This exercise requires an exact copy of each line from the one containing "Would you be able to mark the framed picture" down to the last line below.

(Referring expression pointing data)
========
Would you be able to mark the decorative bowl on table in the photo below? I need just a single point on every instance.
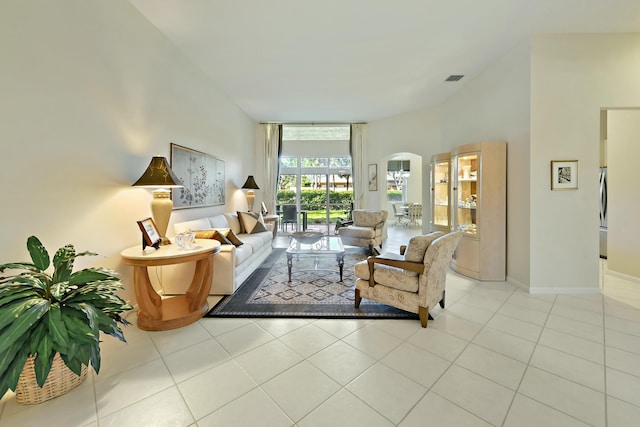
(307, 237)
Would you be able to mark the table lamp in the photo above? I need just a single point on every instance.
(160, 178)
(250, 184)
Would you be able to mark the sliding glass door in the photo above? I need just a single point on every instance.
(319, 187)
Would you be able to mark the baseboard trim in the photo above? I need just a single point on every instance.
(518, 284)
(622, 276)
(564, 291)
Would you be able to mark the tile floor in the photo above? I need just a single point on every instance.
(496, 356)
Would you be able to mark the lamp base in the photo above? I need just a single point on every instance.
(251, 197)
(161, 207)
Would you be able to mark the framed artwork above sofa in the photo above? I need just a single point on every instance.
(202, 175)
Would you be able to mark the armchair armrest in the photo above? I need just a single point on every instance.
(378, 225)
(393, 260)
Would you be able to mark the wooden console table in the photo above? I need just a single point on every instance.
(156, 313)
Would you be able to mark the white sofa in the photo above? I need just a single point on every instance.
(232, 265)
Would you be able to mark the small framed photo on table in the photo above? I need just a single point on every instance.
(564, 174)
(150, 235)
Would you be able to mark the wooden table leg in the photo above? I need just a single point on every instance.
(149, 302)
(200, 284)
(289, 264)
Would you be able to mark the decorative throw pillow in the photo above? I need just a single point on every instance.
(251, 222)
(234, 222)
(213, 234)
(231, 236)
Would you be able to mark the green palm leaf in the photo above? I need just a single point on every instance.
(22, 323)
(42, 365)
(56, 327)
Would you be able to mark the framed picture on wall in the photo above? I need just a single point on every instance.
(202, 175)
(373, 177)
(150, 234)
(564, 174)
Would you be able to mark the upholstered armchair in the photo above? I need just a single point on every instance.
(413, 281)
(366, 229)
========
## Solution to this problem
Would you be able to mark the framed picture on wall in the photo above? I need just a single point on every instance.
(202, 175)
(373, 177)
(150, 234)
(564, 174)
Would you be able to mark the upholstered armchair in the photo above? I need just a single point on every instance.
(413, 281)
(366, 229)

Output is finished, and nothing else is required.